*** Source data
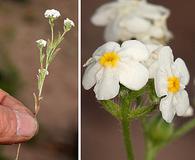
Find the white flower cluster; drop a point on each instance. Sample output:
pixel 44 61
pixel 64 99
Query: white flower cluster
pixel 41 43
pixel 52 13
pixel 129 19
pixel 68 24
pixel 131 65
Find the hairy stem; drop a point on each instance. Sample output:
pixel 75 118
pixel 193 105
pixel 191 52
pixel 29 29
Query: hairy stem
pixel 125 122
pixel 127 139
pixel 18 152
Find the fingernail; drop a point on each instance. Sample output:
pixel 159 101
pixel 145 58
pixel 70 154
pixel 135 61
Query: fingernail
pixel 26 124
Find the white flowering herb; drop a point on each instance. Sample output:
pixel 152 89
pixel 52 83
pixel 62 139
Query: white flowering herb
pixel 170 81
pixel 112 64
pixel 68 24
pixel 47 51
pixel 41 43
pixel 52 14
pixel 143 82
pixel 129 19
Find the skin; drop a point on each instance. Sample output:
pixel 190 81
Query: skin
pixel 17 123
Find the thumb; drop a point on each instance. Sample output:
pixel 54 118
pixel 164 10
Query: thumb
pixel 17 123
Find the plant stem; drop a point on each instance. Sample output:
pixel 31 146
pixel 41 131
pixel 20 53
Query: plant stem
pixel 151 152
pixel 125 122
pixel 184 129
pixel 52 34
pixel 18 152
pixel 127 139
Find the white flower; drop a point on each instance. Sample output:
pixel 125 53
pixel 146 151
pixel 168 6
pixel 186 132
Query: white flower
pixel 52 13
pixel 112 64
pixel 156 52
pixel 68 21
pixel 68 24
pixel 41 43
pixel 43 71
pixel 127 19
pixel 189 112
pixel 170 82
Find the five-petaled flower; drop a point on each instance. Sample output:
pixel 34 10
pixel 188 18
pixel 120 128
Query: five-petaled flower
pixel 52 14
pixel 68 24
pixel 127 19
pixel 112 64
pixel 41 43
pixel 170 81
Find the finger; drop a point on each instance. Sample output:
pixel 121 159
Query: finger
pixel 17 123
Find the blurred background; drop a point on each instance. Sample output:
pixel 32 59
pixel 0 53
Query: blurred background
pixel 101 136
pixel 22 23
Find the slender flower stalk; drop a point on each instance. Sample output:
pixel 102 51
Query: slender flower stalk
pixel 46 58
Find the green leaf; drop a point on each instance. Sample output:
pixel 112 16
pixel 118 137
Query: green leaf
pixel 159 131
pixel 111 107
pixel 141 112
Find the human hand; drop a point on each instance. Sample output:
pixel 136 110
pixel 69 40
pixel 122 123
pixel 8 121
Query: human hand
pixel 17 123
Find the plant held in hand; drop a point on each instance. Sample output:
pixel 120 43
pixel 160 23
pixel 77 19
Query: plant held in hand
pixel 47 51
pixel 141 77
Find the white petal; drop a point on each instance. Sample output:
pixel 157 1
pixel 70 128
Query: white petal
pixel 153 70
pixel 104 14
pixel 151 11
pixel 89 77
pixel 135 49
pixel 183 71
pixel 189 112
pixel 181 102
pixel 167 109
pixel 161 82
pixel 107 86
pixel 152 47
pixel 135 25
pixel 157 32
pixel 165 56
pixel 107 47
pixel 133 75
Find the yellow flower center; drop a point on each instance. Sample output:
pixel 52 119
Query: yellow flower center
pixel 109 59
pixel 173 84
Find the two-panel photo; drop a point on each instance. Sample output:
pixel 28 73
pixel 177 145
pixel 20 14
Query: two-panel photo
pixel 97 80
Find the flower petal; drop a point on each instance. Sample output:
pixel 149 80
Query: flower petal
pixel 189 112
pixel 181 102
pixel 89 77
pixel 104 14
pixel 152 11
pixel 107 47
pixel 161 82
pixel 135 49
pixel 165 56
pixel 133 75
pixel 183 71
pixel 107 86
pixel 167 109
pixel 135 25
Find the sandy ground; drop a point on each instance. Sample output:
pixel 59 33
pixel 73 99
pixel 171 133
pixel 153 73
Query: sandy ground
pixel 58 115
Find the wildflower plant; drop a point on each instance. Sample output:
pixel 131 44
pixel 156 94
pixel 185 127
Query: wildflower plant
******
[Work request]
In the entries above, find the line with "Find the skin;" and the line with "pixel 70 128", then set down exactly those two and every line between them, nothing else.

[Task solution]
Find the skin; drop a point on each instance. Sample output:
pixel 190 81
Query: skin
pixel 17 123
Find the thumb; drop a point on each instance. Sample output:
pixel 54 118
pixel 164 10
Query: thumb
pixel 17 123
Find the plant stem; drop a point on each instance. Sample output:
pixel 31 146
pixel 41 131
pixel 20 53
Query: plant stem
pixel 151 152
pixel 125 122
pixel 184 129
pixel 52 34
pixel 18 152
pixel 127 139
Find the white flower; drop a point on each instance. Sample output:
pixel 125 53
pixel 146 151
pixel 168 6
pixel 186 132
Query: white flower
pixel 52 13
pixel 112 64
pixel 156 52
pixel 68 21
pixel 68 24
pixel 41 43
pixel 43 71
pixel 127 19
pixel 189 112
pixel 170 82
Find the five-petaled flower; drop a point on each instance. Sample output:
pixel 34 10
pixel 188 18
pixel 120 128
Query: five-petaled flower
pixel 52 14
pixel 68 24
pixel 127 19
pixel 112 64
pixel 41 43
pixel 170 81
Find the finger; drop a point on each instance. Sample output:
pixel 121 159
Query: finger
pixel 17 123
Find the blurred background; drop a point on each instance. Sample output:
pixel 32 59
pixel 0 53
Query: blurred background
pixel 101 136
pixel 22 23
Find the slender flower stalk; drop a point on each instance. Sample output:
pixel 102 51
Query: slender flower stalk
pixel 46 58
Find the green leaf; drop a point on each instance. Sample output:
pixel 112 16
pixel 118 137
Query: green leaf
pixel 159 131
pixel 111 107
pixel 141 112
Find the human hand; drop a point on each instance. Sample output:
pixel 136 110
pixel 69 40
pixel 122 123
pixel 8 121
Query: human hand
pixel 17 123
Find the plant held in hand; drop a point on each instance. Sample output:
pixel 120 43
pixel 160 23
pixel 77 19
Query: plant held in hand
pixel 47 51
pixel 141 77
Find the white petal; drop a point on each instance. Sample output:
pixel 157 1
pixel 70 128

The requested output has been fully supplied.